## PROMPT 1
According to the condominium law excerpt, the information required by which section must be contained in a declaration?
## PROMPT 2
Extend the condominium law excerpt, starting immediately after its definition of "governing documents".

## TEXT EXTRACT
═══

Owners of mineral rights, easements, rights-of-way, and other nonpossessory interests do not need to sign the condominium plan. Further, in the event a conversion to condominiums of a community apartment project or stock cooperative has been approved by the required number of owners, trustees, beneficiaries, and mortgagees pursuant to Section 66452.10 of the Government Code, the certificate need only be signed by those owners, trustees, beneficiaries, and mortgagees approving the conversion.
A condominium plan may be amended or revoked by a subsequently acknowledged recorded instrument executed by all the persons whose signatures would be required pursuant to this subdivision.
(f) A “condominium project” means a development consisting of condominiums. A condominium consists of an undivided interest in common in a portion of real property coupled with a separate interest in space called a unit, the boundaries of which are described on a recorded final map, parcel map, or condominium plan in sufficient detail to locate all boundaries thereof. The area within these boundaries may be filled with air, earth, or water, or any combination thereof, and need not be physically attached to land except by easements for access and, if necessary, support. The description of the unit may refer to (1) boundaries described in the recorded final map, parcel map, or condominium plan, (2) physical boundaries, either in existence, or to be constructed, such as walls, floors, and ceilings of a structure or any portion thereof, (3) an entire structure containing one or more units, or (4) any combination thereof. The portion or portions of the real property held in undivided interest may be all of the real property, except for the separate interests, or may include a particular three-dimensional portion thereof, the boundaries of which are described on a recorded final map, parcel map, or condominium plan. The area within these boundaries may be filled with air, earth, or water, or any combination thereof, and need not be physically attached to land except by easements for access and, if necessary, support. An individual condominium within a condominium project may include, in addition, a separate interest in other portions of the real property.
(g) “Declarant” means the person or group of persons designated in the declaration as declarant, or if no declarant is designated, the person or group of persons who sign the original declaration or who succeed to special rights, preferences, or privileges designated in the declaration as belonging to the signator of the original declaration.
(h) “Declaration” means the document, however denominated, which contains the information required by Section 1353.
(i) “Exclusive use common area” means a portion of the common areas designated by the declaration for the exclusive use of one or more, but fewer than all, of the owners of the separate interests and which is or will be appurtenant to the separate interest or interests.
(1) Unless the declaration otherwise provides, any shutters, awnings, window boxes, doorsteps, stoops, porches, balconies, patios, exterior doors, doorframes, and hardware incident thereto, screens and windows or other fixtures designed to serve a single separate interest, but located outside the boundaries of the separate interest, are exclusive use common areas allocated exclusively to that separate interest.
(2) Notwithstanding the provisions of the declaration, internal and external telephone wiring designed to serve a single separate interest, but located outside the boundaries of the separate interest, are exclusive use common areas allocated exclusively to that separate interest.
(j) “Governing documents” means the declaration and any other documents, such as bylaws, operating rules of the association, articles of incorporation, or articles of association, which govern the operation of the common interest development or association.

═══

## DATA
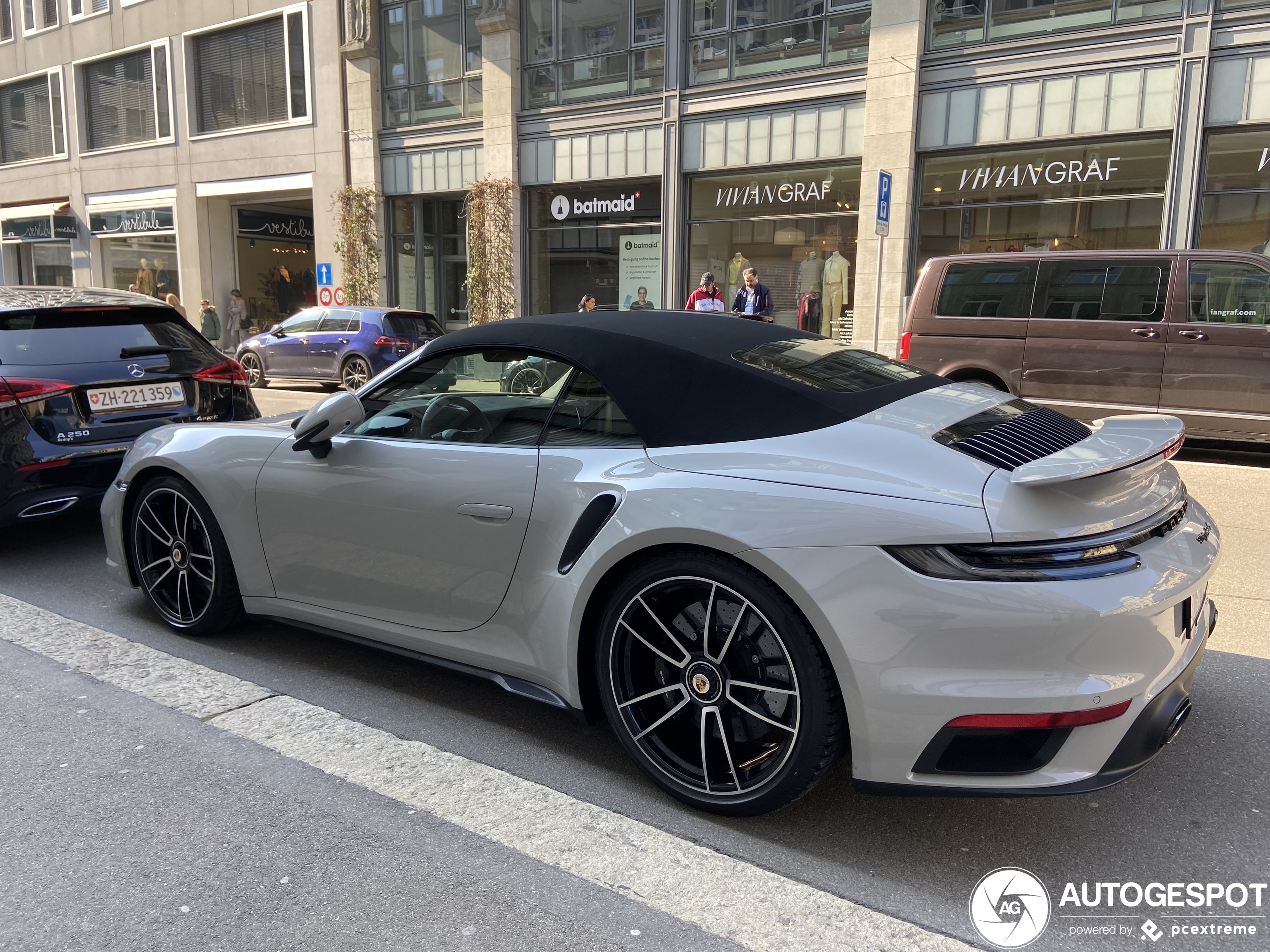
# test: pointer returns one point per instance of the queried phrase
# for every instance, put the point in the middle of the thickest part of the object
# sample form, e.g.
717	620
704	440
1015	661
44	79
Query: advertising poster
639	267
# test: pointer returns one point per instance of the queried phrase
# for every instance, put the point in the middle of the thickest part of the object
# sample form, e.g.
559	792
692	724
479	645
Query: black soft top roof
675	376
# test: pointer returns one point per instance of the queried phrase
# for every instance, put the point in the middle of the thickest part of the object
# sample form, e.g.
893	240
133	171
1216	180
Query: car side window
987	290
588	417
1228	292
342	320
493	396
302	323
1106	291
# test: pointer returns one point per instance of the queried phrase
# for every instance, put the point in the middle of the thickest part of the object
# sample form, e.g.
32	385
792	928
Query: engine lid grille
1014	433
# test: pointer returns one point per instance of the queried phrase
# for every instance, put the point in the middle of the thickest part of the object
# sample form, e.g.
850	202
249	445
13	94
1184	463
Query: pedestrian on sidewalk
754	300
708	297
239	321
210	321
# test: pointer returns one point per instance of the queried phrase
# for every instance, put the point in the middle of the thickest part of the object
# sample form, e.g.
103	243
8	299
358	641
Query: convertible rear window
90	337
828	365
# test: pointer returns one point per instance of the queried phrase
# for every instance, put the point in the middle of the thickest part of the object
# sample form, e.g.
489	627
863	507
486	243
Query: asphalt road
1200	813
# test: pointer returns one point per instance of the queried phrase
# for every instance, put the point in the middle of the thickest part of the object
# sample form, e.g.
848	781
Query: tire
254	371
354	374
668	697
984	382
170	527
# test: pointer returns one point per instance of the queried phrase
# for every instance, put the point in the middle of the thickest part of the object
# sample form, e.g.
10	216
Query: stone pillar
500	26
890	142
362	120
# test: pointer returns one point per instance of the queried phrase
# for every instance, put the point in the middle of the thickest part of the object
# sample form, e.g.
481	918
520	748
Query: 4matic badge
1010	908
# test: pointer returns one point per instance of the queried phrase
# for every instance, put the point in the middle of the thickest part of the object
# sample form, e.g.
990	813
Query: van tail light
14	391
228	372
1068	719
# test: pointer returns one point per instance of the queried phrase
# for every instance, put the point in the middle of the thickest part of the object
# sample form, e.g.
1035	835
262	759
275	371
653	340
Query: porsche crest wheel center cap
705	682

═══

## TASK ANSWER 1
Section 1353.

## TASK ANSWER 2
(k) “Planned development” means a development (other than a community apartment project, a condominium project, or a stock cooperative) having either or both of the following features:
(1) The common area is owned either by an association or in common by the owners of the separate interests who possess appurtenant rights to the beneficial use and enjoyment of the common area.
(2) A power exists in the association to enforce an obligation of an owner of a separate interest with respect to the beneficial use and enjoyment of the common area by means of an assessment which may become a lien upon the separate interests in accordance with Section 1367 or 1367.1.
(l) “Separate interest” has the following meanings:
(1) In a community apartment project, “separate interest” means the exclusive right to occupy an apartment, as specified in subdivision (d).
(2) In a condominium project, “separate interest” means an individual unit, as specified in subdivision (f).
(3) In a planned development, “separate interest” means a separately owned lot, parcel, area, or space.
(4) In a stock cooperative, “separate interest” means the exclusive right to occupy a portion of the real property, as specified in subdivision (m).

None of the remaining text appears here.